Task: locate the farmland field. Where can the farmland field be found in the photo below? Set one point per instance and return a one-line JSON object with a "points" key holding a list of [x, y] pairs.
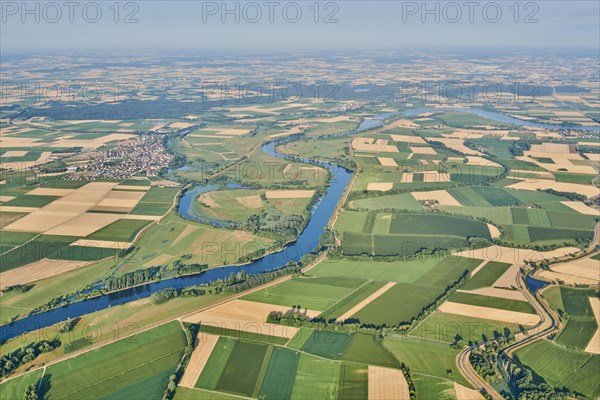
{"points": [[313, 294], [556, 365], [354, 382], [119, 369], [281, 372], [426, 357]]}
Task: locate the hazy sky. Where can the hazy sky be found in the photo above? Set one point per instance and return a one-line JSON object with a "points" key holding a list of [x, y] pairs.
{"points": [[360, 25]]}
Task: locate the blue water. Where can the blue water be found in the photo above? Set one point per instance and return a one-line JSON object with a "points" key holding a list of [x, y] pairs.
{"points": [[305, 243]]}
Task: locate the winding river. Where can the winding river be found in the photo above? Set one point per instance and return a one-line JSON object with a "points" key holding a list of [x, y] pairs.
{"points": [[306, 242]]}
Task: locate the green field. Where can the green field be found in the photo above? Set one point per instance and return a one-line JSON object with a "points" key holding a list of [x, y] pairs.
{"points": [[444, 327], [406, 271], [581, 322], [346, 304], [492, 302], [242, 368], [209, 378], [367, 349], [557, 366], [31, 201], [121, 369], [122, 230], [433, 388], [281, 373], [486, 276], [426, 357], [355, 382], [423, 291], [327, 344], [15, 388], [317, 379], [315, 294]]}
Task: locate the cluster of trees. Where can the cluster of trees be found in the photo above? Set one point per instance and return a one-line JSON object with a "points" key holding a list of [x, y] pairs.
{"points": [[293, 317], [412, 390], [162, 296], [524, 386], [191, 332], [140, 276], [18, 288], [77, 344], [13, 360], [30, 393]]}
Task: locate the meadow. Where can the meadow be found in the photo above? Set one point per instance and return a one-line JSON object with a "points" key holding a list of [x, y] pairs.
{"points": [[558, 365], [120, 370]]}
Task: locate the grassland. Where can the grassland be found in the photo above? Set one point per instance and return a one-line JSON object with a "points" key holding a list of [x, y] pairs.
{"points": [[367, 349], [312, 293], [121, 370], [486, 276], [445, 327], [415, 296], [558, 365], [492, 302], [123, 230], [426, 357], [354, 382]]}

━━━━━━

### [作成するもの]
「Task: locate the meadow.」を含む行からエントリの最後の行までを、両端の行も含めて一字一句変えずに書き写してください。

### [この課題の解答]
Task: locate the meadow. Where can the meadow be found in the photo above? Set one point per instance and return a one-line JSON object with a "points" key holding a list of [x, y] pairs.
{"points": [[558, 365], [120, 370]]}
Task: locate the grassland. Where can the grassland be found in the photo above? Set one point per instance and return a one-line JSON object with a "points" key holding a list of [x, y] pairs.
{"points": [[367, 349], [312, 293], [121, 370], [486, 276], [445, 327], [415, 296], [558, 365], [492, 302], [123, 230], [426, 357], [354, 382]]}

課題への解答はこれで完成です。